Top of EXERCISE TEXT

Rhizospheric changes of fungal and bacterial communities in relation to soil health of multi-generation apple orchards

• Microbial changes linked to plant health were analyzed in apple tree rhizosphere.
• Microbial communities of native and re-colonized soils were compared.
• Both bacterial and fungal communities resulted modified in re-colonized soils.
• Pseudomonas and Novosphingobium were mainly involved in bacterial changes.
• Changes in composition within Fusarium were linked to plant health.

The study focused on changes of rhizosphere microbial communities in apple trees in long-term replanted orchards of Central Europe, aiming at developing cropping practices to mitigate replant problems. It started from the evidence of a previous study which showed that a slight modification of root-colonizing fungal communities was responsible for a great increase of plant growth in soil samples which had previously been subjected to a gamma-irradiation cycle (25 kGy for 8 h), as compared to that observed in the corresponding untreated native soils.The study was performed on rhizospheric soil from nine multi-generation apple orchards after a plant growth assay with M9 rootstock plantlets. PCR-DGGE analysis of soil DNA was performed to evaluate fungal and bacterial communities in fallow and replanted soils, as well as corresponding gamma-irradiated samples. Findings showed that rhizospheric fungal and bacterial communities within apple orchards did not differ according to their position within the orchard; while, they showed a shift in the gamma-irradiated soils. Pseudomonas fluorescens, Pseudomonas tolasii, Pseudomonas spp. and Novosphingobium spp. were the bacteria which were mainly attributed to this change. A shifting in composition of Fusarium communities toward Fusarium oxysporum and Fusarium equiseti resulted the most linked to the changes at rhizosphere level after re-colonization; to the contrary, Fusarium venenatum and Fusarium avenaceum, Truncatella sp. and Gibellolopsis sp., only occurred in native soils. Findings of this study suggest that disturbance events such as a gamma-irradiation can modify microbial communities in long-term apple orchards thus allowing a soil re-colonization suitable to increase soil suppressiveness.

Bottom of EXERCISE TEXT
Top of GIVEN DATA

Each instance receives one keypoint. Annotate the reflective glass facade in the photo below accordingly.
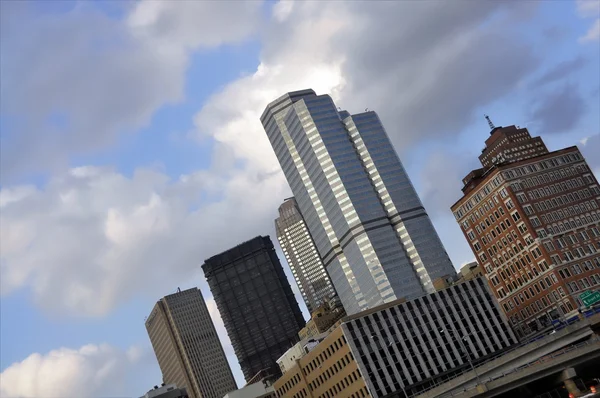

Bottom of GIVEN DATA
Top of GIVEN DATA

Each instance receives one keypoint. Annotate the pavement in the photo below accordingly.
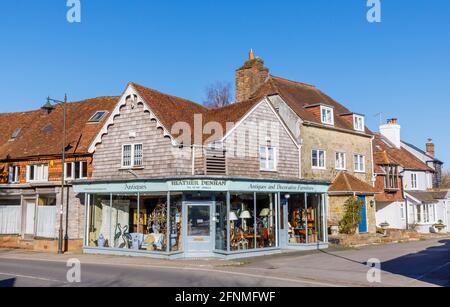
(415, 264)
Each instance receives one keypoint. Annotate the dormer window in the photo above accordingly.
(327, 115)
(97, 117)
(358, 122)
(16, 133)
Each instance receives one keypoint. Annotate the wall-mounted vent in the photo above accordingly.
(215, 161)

Bottom of GIVEN DATA

WHAT YOU ARE ASKED TO DO ▸ Reproduce the passage of the apple orchard abstract starting at "Rhizospheric changes of" and ending at "in bacterial changes.". The material comes from a different source than the apple orchard abstract.

ANSWER FOR THE TASK ▸
Rhizospheric changes of fungal and bacterial communities in relation to soil health of multi-generation apple orchards

• Microbial changes linked to plant health were analyzed in apple tree rhizosphere.
• Microbial communities of native and re-colonized soils were compared.
• Both bacterial and fungal communities resulted modified in re-colonized soils.
• Pseudomonas and Novosphingobium were mainly involved in bacterial changes.